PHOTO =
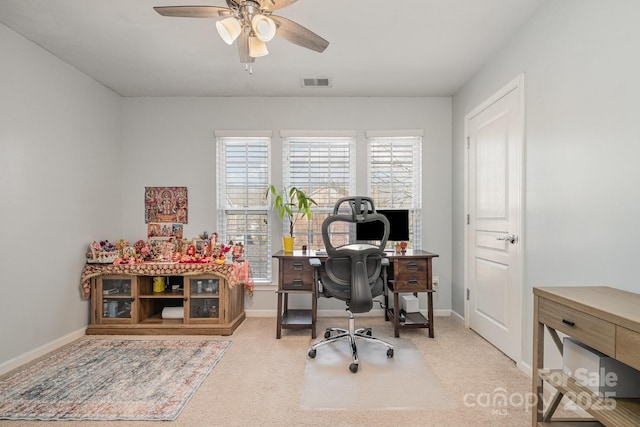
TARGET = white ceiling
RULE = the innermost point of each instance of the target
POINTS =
(377, 48)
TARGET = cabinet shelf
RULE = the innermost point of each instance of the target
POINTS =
(176, 295)
(411, 320)
(293, 318)
(125, 304)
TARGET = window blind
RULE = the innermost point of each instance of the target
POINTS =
(243, 166)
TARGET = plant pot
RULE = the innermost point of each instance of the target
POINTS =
(287, 243)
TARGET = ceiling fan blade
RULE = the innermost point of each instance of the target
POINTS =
(243, 48)
(271, 5)
(297, 34)
(192, 11)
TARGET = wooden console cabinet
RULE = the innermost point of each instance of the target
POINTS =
(190, 303)
(603, 318)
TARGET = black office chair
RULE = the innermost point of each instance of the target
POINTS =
(355, 273)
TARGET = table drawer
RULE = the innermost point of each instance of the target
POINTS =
(627, 344)
(297, 275)
(410, 275)
(590, 330)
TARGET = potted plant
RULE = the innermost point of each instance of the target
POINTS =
(292, 203)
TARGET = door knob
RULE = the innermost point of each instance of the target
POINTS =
(511, 238)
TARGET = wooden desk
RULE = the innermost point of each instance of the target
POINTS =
(603, 318)
(410, 272)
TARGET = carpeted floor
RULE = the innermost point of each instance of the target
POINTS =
(404, 373)
(260, 382)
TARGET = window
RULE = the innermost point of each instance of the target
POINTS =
(243, 165)
(324, 167)
(395, 176)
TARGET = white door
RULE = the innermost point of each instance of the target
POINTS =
(493, 258)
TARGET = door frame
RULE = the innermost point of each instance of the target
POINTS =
(516, 84)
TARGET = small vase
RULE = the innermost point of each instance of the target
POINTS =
(287, 243)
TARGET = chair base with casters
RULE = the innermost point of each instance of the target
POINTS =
(352, 334)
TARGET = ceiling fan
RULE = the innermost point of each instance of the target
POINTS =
(251, 23)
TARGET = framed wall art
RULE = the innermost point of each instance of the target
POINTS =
(165, 204)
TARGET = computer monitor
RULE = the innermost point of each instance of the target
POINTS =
(398, 231)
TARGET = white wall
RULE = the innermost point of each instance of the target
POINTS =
(59, 181)
(169, 142)
(581, 65)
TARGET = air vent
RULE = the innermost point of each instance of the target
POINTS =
(316, 82)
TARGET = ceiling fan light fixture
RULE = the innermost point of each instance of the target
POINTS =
(229, 29)
(263, 27)
(257, 47)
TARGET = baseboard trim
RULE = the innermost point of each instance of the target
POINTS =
(32, 355)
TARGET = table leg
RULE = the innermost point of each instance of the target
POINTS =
(279, 317)
(396, 314)
(430, 313)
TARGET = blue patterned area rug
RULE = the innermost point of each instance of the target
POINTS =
(108, 379)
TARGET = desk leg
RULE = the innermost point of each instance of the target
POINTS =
(314, 314)
(430, 313)
(396, 314)
(279, 317)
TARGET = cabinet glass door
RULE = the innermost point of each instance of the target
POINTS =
(204, 301)
(116, 298)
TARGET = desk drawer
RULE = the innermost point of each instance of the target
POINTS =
(590, 330)
(410, 275)
(297, 275)
(627, 344)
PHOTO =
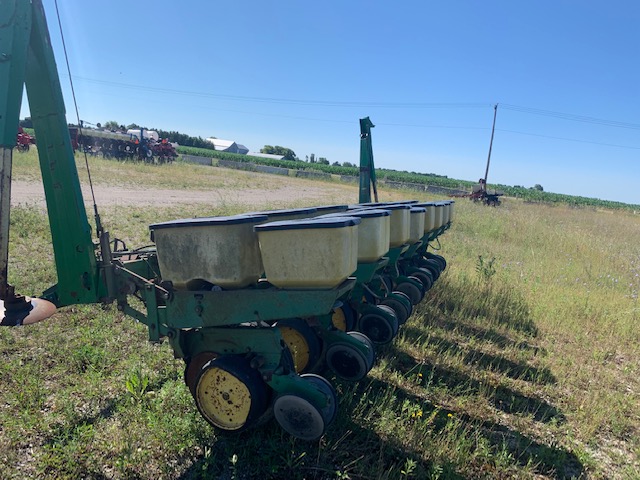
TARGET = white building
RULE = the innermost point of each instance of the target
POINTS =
(228, 146)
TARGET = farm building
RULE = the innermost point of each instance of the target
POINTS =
(228, 146)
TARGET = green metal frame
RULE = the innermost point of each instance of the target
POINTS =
(367, 168)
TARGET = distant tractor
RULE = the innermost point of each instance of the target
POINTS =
(23, 140)
(479, 193)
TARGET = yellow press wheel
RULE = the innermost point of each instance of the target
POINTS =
(230, 394)
(302, 342)
(343, 317)
(339, 319)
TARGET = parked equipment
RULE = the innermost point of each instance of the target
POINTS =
(254, 315)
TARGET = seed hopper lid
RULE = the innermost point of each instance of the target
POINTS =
(337, 208)
(325, 221)
(368, 213)
(209, 221)
(402, 202)
(272, 214)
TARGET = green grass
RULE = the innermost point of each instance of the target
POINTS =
(521, 362)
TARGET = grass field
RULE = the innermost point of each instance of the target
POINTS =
(523, 361)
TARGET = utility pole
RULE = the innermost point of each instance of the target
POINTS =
(493, 129)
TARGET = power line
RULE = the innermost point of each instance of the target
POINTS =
(568, 139)
(286, 101)
(570, 116)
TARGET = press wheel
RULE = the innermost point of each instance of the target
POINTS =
(302, 341)
(425, 276)
(299, 417)
(414, 292)
(400, 309)
(438, 258)
(230, 394)
(343, 318)
(330, 411)
(371, 355)
(347, 362)
(379, 328)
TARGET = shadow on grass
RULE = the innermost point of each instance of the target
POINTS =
(477, 358)
(497, 303)
(349, 449)
(548, 460)
(502, 398)
(358, 444)
(488, 335)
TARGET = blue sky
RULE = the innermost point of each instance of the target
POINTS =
(300, 74)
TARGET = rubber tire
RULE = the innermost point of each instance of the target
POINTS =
(347, 362)
(330, 412)
(237, 367)
(299, 417)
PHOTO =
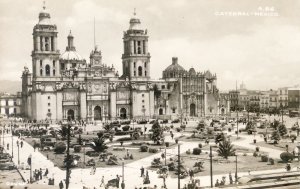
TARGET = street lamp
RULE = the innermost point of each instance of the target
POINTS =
(144, 110)
(12, 141)
(18, 152)
(83, 154)
(236, 178)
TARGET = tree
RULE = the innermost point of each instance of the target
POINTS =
(226, 149)
(157, 132)
(63, 131)
(99, 144)
(282, 129)
(275, 136)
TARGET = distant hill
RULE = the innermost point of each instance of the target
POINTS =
(10, 86)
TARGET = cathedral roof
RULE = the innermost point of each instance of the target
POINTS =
(174, 67)
(70, 53)
(44, 17)
(135, 23)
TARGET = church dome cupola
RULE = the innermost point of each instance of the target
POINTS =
(135, 23)
(44, 17)
(70, 53)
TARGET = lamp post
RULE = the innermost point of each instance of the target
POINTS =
(211, 171)
(123, 184)
(83, 154)
(12, 141)
(18, 152)
(236, 178)
(144, 110)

§ EXERCISE BRIEF:
Rewrite all of the material above, replacing "innermost point" with "central point" in every place it occurs and keeping everything else unchanged. Leave the pictures out.

§ FULL ANSWER:
PHOTO =
TARGET = white ceiling
RULE = the central point of each instance of the target
POINTS =
(377, 48)
TARGET = cabinet shelf
RULE = the central point of each instance of the target
POINTS =
(176, 295)
(411, 320)
(293, 318)
(125, 304)
TARGET = window blind
RULE = the central point of each instance of the target
POINTS =
(243, 166)
TARGET = plant pot
RULE = the central point of each instance of the target
POINTS =
(287, 243)
TARGET = ceiling fan blade
RULE = the central point of each instance of the target
POINTS =
(243, 48)
(271, 5)
(297, 34)
(192, 11)
TARGET = wooden console cabinet
RULE = the central point of each instance of the target
POINTS =
(190, 303)
(603, 318)
TARGET = black office chair
RULE = the central point of each instance of the target
POINTS =
(355, 273)
TARGET = table drawer
RULE = the central point of each instance of the target
POINTS =
(627, 344)
(297, 275)
(410, 275)
(590, 330)
TARGET = potted plant
RULE = the central point of each instance of the target
POINTS =
(292, 203)
TARGET = door knob
RULE = the central point of each instance of the target
POINTS =
(511, 238)
TARGET = wooden desk
RULE = the central point of each instance of the target
POINTS =
(603, 318)
(410, 272)
TARGET = carpeted floor
RULE = the central point of each instance of the target
POINTS =
(404, 373)
(260, 382)
TARGET = window
RULE = the central point of each instance of the target
POINTS =
(243, 165)
(324, 167)
(395, 176)
TARGET = white door
RULE = the central point of each instance of the target
POINTS =
(493, 258)
TARGET = door frame
RULE = the central point of each instance of the target
POINTS =
(516, 84)
TARGET = small vase
RULE = the central point of each instance of the target
POINTS =
(287, 243)
TARGET = chair base with casters
RULE = the central point of each instance of the target
POINTS =
(352, 334)
TARGET = ceiling fan
RULE = the central point of each instance of the target
POINTS =
(251, 23)
TARGET = framed wall art
RULE = the central point of each instance of the target
POINTS =
(165, 204)
TARGET = computer monitor
RULE = the central point of each instance of the target
POINTS =
(398, 231)
TARGET = white wall
RULE = the central point of each instance of the target
POINTS =
(59, 181)
(169, 142)
(581, 65)
TARGET = air vent
RULE = the central point of each instance of the target
POINTS =
(316, 82)
TARGET = ceiling fan light fixture
RULE = the central point of each instance of the target
POINTS =
(229, 29)
(263, 27)
(257, 47)
TARGET = baseboard trim
RULE = the central point of each instance of the target
POINTS =
(32, 355)
TARGET = table leg
RULE = the central point of each instance of the target
POINTS =
(279, 317)
(396, 314)
(430, 313)
TARGET = blue patterned area rug
RULE = the central point of each instance of the target
POINTS =
(108, 379)
TARGET = desk leg
RULE = the central point of each instance of the target
POINTS =
(314, 314)
(430, 313)
(396, 314)
(279, 317)
TARGET = cabinet glass door
RULE = the central point of each instance of the target
POINTS =
(204, 301)
(116, 298)
TARGET = desk drawer
RULE = the central point of each instance of the target
POINTS =
(590, 330)
(410, 275)
(297, 275)
(627, 344)
PHOTO =
TARGET = white building
RULE = the central point of each instance of the target
POINTS =
(228, 146)
TARGET = farm building
RULE = the central point of each instance of the target
POINTS =
(228, 146)
TARGET = green metal frame
RULE = the central point of each instance of the target
POINTS =
(367, 168)
TARGET = distant tractor
RULE = the central point of each instance of the target
POINTS =
(23, 140)
(479, 193)
TARGET = yellow press wheel
RULE = the central point of each instance of the target
POINTS =
(230, 394)
(302, 342)
(343, 317)
(339, 319)
TARGET = parked equipment
RULE = the central point of each instance of the target
POINTS =
(254, 315)
TARGET = seed hopper lid
RULE = the central point of each instance of the target
POINTS =
(337, 208)
(325, 221)
(368, 213)
(209, 221)
(402, 202)
(272, 214)
TARGET = green grass
RULE = the central point of each instance of the target
POINTS =
(521, 362)
TARGET = grass field
RULE = the central point of each instance of the target
POINTS =
(523, 361)
TARGET = utility pole
RULE = the central point of each instance of the target
POINTS =
(493, 129)
TARGET = power line
RULE = the central point of each instance of the target
POINTS =
(568, 139)
(286, 101)
(570, 116)
TARGET = press wheel
RULE = the central point of each instance of the target
POINTS =
(302, 341)
(425, 276)
(299, 417)
(414, 292)
(400, 309)
(438, 258)
(230, 394)
(343, 318)
(330, 411)
(371, 355)
(347, 362)
(379, 328)
TARGET = shadow on grass
RULE = the central point of each instance of the target
POINTS =
(477, 358)
(497, 303)
(349, 449)
(548, 460)
(502, 398)
(358, 444)
(488, 335)
TARGET = blue sky
RULE = the central point of each instance of the target
POINTS =
(300, 74)
TARGET = rubber tire
RULE = the central point of each instance of the target
POINTS =
(347, 362)
(330, 412)
(237, 367)
(299, 417)
PHOTO =
TARGET = street lamp
RULE = the central point of each instance of the target
POINTS =
(144, 110)
(12, 141)
(18, 152)
(83, 154)
(236, 178)
TARGET = tree
RULE = the central point of each instance of the target
POINTS =
(226, 149)
(157, 132)
(63, 131)
(99, 144)
(282, 129)
(275, 136)
TARGET = distant hill
RULE = the central point of each instance of the target
POINTS =
(10, 86)
TARGET = cathedral roof
RULE = the central point of each instance of the target
POINTS =
(174, 67)
(70, 53)
(44, 17)
(135, 23)
TARGET = church dome cupola
RULE = the central point of each instance of the target
POINTS =
(135, 23)
(44, 17)
(70, 53)
TARGET = lamp post
RULE = the central point of each instance of the target
POINTS =
(211, 171)
(123, 184)
(83, 154)
(12, 141)
(18, 152)
(236, 178)
(144, 110)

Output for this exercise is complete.